→ **Given request**
State how many lines of the material below contain the string "rocky", giving only the number.

(Stored items)
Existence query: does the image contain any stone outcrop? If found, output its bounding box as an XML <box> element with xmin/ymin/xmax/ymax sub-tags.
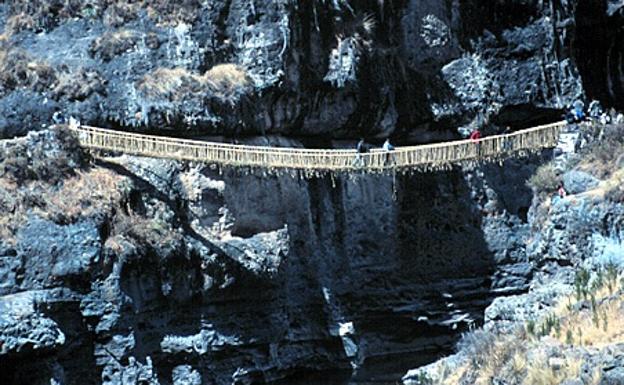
<box><xmin>0</xmin><ymin>0</ymin><xmax>621</xmax><ymax>138</ymax></box>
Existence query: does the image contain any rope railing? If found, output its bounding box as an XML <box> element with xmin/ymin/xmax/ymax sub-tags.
<box><xmin>70</xmin><ymin>122</ymin><xmax>566</xmax><ymax>173</ymax></box>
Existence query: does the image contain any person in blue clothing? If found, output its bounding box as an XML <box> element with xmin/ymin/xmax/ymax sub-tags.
<box><xmin>381</xmin><ymin>138</ymin><xmax>394</xmax><ymax>165</ymax></box>
<box><xmin>573</xmin><ymin>100</ymin><xmax>585</xmax><ymax>122</ymax></box>
<box><xmin>353</xmin><ymin>138</ymin><xmax>368</xmax><ymax>167</ymax></box>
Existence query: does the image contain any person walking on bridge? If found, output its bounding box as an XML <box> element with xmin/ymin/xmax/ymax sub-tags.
<box><xmin>470</xmin><ymin>128</ymin><xmax>481</xmax><ymax>158</ymax></box>
<box><xmin>353</xmin><ymin>138</ymin><xmax>368</xmax><ymax>167</ymax></box>
<box><xmin>381</xmin><ymin>138</ymin><xmax>394</xmax><ymax>165</ymax></box>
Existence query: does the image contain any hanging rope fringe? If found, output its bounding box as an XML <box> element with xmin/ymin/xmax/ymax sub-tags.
<box><xmin>69</xmin><ymin>122</ymin><xmax>566</xmax><ymax>179</ymax></box>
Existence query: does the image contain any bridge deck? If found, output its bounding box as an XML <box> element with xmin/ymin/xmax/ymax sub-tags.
<box><xmin>71</xmin><ymin>122</ymin><xmax>566</xmax><ymax>173</ymax></box>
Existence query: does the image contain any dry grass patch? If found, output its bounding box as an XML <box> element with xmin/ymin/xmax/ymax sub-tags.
<box><xmin>0</xmin><ymin>168</ymin><xmax>126</xmax><ymax>244</ymax></box>
<box><xmin>36</xmin><ymin>168</ymin><xmax>127</xmax><ymax>223</ymax></box>
<box><xmin>203</xmin><ymin>64</ymin><xmax>251</xmax><ymax>100</ymax></box>
<box><xmin>577</xmin><ymin>125</ymin><xmax>624</xmax><ymax>179</ymax></box>
<box><xmin>522</xmin><ymin>354</ymin><xmax>583</xmax><ymax>385</ymax></box>
<box><xmin>136</xmin><ymin>64</ymin><xmax>251</xmax><ymax>103</ymax></box>
<box><xmin>5</xmin><ymin>0</ymin><xmax>205</xmax><ymax>34</ymax></box>
<box><xmin>0</xmin><ymin>43</ymin><xmax>57</xmax><ymax>95</ymax></box>
<box><xmin>89</xmin><ymin>29</ymin><xmax>141</xmax><ymax>61</ymax></box>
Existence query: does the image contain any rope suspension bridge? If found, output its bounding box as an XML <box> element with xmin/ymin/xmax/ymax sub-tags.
<box><xmin>69</xmin><ymin>121</ymin><xmax>567</xmax><ymax>177</ymax></box>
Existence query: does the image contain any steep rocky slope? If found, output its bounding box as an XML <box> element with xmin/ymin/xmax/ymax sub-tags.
<box><xmin>403</xmin><ymin>123</ymin><xmax>624</xmax><ymax>385</ymax></box>
<box><xmin>0</xmin><ymin>0</ymin><xmax>604</xmax><ymax>138</ymax></box>
<box><xmin>0</xmin><ymin>130</ymin><xmax>535</xmax><ymax>384</ymax></box>
<box><xmin>0</xmin><ymin>0</ymin><xmax>622</xmax><ymax>385</ymax></box>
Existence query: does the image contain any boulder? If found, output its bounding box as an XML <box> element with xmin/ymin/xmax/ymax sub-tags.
<box><xmin>563</xmin><ymin>170</ymin><xmax>600</xmax><ymax>194</ymax></box>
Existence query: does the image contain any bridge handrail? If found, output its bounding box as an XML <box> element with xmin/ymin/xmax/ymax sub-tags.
<box><xmin>72</xmin><ymin>122</ymin><xmax>566</xmax><ymax>172</ymax></box>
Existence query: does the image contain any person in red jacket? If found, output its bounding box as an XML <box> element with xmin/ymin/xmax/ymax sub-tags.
<box><xmin>470</xmin><ymin>129</ymin><xmax>481</xmax><ymax>143</ymax></box>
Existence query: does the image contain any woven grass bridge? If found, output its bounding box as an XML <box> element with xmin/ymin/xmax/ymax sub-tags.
<box><xmin>70</xmin><ymin>122</ymin><xmax>566</xmax><ymax>176</ymax></box>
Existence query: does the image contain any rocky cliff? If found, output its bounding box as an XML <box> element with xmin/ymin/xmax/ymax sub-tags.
<box><xmin>403</xmin><ymin>123</ymin><xmax>624</xmax><ymax>385</ymax></box>
<box><xmin>0</xmin><ymin>0</ymin><xmax>622</xmax><ymax>385</ymax></box>
<box><xmin>0</xmin><ymin>0</ymin><xmax>608</xmax><ymax>138</ymax></box>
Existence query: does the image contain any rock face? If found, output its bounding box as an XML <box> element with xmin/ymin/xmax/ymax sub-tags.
<box><xmin>0</xmin><ymin>0</ymin><xmax>622</xmax><ymax>385</ymax></box>
<box><xmin>0</xmin><ymin>0</ymin><xmax>622</xmax><ymax>138</ymax></box>
<box><xmin>0</xmin><ymin>131</ymin><xmax>538</xmax><ymax>385</ymax></box>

→ **The output**
2